*Direction*:
Gather every line below that contains the word "dark", treating uppercase and lowercase letters as different.

*The data*:
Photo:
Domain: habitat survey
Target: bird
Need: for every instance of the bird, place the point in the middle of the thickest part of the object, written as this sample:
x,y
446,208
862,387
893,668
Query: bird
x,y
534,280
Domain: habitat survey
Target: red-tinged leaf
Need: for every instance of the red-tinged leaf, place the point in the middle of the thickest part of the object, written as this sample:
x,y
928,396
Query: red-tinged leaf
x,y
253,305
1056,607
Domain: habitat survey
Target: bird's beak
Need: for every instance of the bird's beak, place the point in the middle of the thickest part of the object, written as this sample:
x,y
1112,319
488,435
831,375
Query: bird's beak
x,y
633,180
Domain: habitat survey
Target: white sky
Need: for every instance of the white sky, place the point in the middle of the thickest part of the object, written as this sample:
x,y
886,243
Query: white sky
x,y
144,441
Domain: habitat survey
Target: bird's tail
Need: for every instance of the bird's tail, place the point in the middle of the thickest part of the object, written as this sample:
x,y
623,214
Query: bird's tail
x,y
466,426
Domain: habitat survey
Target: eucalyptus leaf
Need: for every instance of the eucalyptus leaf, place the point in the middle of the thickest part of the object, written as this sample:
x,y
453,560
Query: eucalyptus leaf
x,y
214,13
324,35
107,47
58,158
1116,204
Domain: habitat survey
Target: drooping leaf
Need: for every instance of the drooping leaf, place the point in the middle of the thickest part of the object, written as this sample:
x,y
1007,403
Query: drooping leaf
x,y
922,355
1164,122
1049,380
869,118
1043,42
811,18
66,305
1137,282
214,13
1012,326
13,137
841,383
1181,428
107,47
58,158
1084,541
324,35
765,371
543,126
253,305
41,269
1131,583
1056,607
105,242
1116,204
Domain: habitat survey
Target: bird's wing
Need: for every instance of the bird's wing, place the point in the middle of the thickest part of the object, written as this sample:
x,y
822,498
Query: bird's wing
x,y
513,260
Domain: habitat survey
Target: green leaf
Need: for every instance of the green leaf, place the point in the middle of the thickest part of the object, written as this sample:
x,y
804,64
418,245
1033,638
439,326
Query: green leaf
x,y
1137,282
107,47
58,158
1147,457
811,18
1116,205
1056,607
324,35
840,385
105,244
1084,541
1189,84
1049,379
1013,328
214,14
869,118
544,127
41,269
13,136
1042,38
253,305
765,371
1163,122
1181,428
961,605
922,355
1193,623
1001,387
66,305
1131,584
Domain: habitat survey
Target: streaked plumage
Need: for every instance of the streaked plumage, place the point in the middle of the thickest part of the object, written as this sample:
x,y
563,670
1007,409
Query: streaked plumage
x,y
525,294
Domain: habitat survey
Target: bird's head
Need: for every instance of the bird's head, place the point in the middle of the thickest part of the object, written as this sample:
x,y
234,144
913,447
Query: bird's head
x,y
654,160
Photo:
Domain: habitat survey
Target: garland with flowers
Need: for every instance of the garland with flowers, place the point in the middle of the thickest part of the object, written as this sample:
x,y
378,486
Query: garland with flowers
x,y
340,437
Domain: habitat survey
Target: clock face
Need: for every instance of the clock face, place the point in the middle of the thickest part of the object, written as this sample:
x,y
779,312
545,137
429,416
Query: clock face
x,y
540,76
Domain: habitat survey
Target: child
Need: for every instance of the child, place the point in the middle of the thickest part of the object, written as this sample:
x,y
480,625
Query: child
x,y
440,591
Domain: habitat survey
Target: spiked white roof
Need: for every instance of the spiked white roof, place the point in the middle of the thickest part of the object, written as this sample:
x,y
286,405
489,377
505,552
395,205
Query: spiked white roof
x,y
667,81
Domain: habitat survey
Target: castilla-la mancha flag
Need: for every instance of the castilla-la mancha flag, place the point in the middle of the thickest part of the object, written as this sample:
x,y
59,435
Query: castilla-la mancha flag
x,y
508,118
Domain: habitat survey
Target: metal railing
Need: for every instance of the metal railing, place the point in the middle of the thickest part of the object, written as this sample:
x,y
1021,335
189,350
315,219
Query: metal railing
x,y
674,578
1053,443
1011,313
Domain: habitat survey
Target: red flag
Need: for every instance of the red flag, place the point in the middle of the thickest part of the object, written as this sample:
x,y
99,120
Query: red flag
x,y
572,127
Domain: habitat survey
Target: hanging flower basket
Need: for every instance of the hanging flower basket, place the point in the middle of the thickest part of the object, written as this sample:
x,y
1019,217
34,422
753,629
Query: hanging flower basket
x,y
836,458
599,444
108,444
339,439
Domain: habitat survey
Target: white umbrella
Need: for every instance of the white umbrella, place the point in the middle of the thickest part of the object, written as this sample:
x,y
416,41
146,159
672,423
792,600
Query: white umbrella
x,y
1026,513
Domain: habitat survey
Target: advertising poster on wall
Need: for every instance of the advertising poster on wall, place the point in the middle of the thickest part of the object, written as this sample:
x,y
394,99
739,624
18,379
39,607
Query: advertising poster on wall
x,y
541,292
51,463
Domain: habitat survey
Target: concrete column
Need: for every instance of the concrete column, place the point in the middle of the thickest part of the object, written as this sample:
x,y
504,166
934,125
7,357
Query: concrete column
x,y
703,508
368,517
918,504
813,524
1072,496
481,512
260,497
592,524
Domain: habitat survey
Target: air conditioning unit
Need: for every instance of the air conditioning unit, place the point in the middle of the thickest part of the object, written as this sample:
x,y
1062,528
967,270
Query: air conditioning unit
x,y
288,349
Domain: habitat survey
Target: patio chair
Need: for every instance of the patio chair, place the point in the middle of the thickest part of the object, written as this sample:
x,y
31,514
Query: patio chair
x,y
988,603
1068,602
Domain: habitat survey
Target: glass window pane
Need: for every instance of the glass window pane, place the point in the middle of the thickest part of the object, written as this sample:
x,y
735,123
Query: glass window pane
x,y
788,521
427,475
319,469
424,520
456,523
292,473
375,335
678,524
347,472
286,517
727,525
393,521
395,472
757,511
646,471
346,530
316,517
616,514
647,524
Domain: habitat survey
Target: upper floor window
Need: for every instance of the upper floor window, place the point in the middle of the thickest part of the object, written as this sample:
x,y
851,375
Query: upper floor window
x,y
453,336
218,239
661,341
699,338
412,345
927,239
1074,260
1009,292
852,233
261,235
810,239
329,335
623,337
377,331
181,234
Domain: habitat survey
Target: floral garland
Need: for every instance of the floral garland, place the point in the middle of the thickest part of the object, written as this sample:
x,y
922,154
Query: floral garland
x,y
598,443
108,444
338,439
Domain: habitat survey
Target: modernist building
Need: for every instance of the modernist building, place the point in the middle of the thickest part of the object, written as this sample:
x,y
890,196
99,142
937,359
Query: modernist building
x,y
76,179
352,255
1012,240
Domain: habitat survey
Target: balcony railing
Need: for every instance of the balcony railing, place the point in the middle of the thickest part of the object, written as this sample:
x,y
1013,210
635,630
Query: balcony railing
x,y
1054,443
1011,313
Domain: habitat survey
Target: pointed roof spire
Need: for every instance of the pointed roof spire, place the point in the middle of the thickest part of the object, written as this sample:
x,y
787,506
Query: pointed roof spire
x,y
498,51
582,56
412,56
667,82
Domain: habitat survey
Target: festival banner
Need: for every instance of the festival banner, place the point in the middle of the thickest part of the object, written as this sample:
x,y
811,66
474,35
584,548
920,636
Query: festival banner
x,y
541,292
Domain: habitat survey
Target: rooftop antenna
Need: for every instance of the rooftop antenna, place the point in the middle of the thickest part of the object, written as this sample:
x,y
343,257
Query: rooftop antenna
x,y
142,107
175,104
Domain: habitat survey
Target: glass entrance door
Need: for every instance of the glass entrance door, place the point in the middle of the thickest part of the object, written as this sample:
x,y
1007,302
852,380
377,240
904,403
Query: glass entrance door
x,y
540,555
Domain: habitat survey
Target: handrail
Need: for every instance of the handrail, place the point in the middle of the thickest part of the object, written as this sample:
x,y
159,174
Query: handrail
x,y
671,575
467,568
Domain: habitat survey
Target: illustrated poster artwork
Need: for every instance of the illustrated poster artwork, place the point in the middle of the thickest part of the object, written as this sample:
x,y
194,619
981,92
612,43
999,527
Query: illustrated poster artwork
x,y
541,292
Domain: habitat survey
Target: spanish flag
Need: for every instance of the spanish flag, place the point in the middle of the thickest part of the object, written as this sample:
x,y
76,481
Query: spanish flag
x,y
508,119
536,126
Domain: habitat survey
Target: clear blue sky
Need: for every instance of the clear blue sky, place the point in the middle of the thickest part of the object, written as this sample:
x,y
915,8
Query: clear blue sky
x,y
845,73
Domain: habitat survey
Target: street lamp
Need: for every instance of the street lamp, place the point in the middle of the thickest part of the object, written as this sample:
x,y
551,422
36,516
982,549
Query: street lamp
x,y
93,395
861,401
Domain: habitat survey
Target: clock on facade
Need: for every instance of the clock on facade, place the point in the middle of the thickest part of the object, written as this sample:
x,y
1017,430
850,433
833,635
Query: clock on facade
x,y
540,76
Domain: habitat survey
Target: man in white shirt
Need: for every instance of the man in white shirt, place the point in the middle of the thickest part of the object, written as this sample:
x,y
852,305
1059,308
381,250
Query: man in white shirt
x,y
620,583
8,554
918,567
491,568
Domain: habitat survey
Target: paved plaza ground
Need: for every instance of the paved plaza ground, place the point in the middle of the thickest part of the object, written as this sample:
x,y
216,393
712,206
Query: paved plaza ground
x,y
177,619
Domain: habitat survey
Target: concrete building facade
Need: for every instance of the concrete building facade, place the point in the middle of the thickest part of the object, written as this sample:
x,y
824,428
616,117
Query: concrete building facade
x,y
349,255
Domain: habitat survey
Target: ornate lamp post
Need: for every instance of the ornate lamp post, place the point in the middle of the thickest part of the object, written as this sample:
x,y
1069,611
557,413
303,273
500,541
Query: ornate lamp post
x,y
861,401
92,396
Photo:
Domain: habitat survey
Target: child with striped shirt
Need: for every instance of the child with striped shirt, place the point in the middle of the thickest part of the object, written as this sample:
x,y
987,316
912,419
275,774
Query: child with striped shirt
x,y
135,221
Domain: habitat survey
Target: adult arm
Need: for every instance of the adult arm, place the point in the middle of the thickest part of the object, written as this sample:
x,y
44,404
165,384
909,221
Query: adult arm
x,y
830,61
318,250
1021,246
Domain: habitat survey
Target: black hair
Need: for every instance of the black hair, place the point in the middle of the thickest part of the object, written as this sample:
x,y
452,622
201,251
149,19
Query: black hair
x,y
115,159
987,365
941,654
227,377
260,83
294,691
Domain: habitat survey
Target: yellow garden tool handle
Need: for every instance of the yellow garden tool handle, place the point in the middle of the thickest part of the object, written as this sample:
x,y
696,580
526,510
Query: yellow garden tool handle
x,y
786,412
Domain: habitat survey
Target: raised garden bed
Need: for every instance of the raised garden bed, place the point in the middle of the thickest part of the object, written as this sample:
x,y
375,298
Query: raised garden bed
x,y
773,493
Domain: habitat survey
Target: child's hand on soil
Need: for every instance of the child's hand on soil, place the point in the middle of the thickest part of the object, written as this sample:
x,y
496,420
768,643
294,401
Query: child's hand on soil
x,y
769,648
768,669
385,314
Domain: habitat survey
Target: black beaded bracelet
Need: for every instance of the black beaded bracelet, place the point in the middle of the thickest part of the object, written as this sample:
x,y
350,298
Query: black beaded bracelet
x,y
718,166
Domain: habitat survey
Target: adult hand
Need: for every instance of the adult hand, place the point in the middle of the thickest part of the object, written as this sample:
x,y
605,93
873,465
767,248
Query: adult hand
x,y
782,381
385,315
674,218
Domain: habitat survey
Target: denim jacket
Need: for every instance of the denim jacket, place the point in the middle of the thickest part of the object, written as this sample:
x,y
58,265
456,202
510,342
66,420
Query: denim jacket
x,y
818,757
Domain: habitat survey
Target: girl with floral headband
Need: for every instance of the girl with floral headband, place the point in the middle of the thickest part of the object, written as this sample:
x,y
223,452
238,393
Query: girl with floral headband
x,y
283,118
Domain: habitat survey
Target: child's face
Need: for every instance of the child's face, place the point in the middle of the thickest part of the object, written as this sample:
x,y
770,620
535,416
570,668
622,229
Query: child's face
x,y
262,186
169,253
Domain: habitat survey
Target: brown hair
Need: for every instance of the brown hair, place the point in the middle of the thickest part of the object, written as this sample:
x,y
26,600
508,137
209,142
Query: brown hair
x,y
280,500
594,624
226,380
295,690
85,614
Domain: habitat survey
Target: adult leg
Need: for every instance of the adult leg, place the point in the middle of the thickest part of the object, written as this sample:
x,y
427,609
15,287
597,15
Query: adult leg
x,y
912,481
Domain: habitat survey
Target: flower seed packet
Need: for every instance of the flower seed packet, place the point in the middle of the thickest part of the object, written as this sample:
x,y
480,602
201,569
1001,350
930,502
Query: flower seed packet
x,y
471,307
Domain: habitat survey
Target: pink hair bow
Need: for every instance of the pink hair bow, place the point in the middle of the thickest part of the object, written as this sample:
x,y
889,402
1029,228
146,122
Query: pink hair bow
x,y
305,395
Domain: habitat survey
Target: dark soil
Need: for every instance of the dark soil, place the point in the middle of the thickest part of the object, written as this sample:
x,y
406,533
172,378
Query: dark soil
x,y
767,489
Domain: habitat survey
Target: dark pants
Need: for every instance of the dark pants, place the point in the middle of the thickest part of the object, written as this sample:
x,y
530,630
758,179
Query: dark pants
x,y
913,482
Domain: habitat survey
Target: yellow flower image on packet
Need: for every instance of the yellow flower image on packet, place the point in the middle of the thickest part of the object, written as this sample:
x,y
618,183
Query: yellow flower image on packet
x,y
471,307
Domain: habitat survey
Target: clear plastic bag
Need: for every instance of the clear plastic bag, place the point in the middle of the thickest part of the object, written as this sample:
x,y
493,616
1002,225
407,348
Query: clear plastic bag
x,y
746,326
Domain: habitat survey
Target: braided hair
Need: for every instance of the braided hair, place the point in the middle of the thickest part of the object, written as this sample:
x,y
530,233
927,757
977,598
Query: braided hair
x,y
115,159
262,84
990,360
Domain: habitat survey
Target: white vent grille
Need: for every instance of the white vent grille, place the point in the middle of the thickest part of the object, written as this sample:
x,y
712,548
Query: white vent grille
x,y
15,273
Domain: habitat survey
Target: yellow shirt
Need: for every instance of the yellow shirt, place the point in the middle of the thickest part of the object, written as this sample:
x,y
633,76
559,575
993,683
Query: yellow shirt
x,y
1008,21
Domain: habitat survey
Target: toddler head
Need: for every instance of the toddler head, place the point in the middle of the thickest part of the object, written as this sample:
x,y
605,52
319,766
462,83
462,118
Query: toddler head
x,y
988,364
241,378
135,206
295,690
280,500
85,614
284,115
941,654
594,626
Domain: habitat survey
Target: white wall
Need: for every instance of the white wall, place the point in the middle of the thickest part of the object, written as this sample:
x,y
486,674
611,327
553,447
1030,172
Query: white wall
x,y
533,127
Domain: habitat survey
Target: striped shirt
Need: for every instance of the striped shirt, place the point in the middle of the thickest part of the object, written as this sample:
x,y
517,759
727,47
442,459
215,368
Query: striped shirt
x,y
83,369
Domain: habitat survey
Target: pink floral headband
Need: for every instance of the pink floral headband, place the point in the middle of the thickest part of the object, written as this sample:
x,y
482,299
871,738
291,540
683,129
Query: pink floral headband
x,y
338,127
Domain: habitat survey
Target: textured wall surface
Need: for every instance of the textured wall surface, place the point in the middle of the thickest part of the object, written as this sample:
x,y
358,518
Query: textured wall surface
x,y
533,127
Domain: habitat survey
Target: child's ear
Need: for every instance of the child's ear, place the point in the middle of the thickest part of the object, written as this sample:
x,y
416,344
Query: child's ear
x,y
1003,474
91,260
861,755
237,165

*Written answer*:
Target: dark soil
Need: for every instance of the dark soil, place the point in the middle of the thickest part of the object, written as this sample:
Query: dark soil
Target: dark pants
Need: for every instance of the dark pants, place the point in the middle of the thickest part of the object, written as this sample:
Query: dark pants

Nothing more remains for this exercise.